#### Exercise objective
Output every entry verbatim.

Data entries

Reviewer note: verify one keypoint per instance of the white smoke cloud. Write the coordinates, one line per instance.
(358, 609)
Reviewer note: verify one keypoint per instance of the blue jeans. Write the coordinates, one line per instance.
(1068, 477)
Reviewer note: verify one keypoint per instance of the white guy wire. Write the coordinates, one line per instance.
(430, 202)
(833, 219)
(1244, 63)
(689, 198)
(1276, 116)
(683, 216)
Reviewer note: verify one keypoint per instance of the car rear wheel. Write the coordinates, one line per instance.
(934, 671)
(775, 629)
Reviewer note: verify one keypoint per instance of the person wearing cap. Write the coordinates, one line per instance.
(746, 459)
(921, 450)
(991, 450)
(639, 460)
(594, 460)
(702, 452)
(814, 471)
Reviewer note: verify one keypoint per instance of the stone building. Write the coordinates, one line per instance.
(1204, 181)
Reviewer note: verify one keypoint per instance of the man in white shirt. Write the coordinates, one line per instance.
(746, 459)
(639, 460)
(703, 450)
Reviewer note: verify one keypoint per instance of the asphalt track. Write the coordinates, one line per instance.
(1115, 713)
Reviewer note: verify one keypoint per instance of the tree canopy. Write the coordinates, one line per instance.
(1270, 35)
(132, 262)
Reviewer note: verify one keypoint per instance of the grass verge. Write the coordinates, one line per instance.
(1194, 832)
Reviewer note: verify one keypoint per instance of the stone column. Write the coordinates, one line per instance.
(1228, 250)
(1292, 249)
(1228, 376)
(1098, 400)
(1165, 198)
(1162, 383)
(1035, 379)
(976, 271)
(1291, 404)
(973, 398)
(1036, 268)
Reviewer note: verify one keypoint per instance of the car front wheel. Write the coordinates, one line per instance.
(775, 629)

#### Solved exercise
Reviewer note: verify one keypoint per instance of the white smoke cloud. Write the coordinates, one line per instance.
(358, 609)
Reviewer note: verify one keypoint per instance of the blue jeans. Write the coordinates, one line per instance.
(1068, 477)
Reviewer note: verify one keypoint per instance of the white guy wire. Write the coordinates, one line per instance.
(430, 202)
(833, 219)
(1244, 63)
(689, 198)
(1276, 116)
(683, 216)
Reviewer note: verify one keypoint per instance of the car rear wheel. Write the coordinates, one line per instance.
(934, 671)
(775, 629)
Reviewer note: verify one keypoint per instance of the person wearing cap. Write the coordinates, one line per instance.
(746, 459)
(921, 450)
(991, 450)
(639, 460)
(594, 460)
(702, 452)
(814, 471)
Reviewer note: verify one keypoint per instance of the stone building. Write the coordinates, one line per instance.
(1204, 181)
Reviewer note: verify one keypoint per instance of the man in white shirt. Write the coordinates, one line per instance.
(746, 459)
(639, 460)
(703, 450)
Reviewer note: verify one keypoint per instance of the asphalt track. Write the coordinates, one line per instance.
(1115, 713)
Reviewer note: verify one keypoint per instance of the tree canopy. Write the coordinates, one line per instance.
(1270, 35)
(132, 262)
Reviewer note: verify one keypoint per instance of the grass verge. Write the coordinates, one line per instance.
(1194, 832)
Reviewer note: verify one keypoint per instance of the stone column. Write the coordinates, one line per instance.
(1228, 250)
(1292, 249)
(1228, 376)
(1098, 400)
(1165, 198)
(1162, 383)
(1035, 379)
(976, 271)
(1291, 404)
(973, 398)
(1036, 268)
Reviewer note: verify one keypoint per instance of the car front wheel. Write the coordinates, one line per instance.
(775, 629)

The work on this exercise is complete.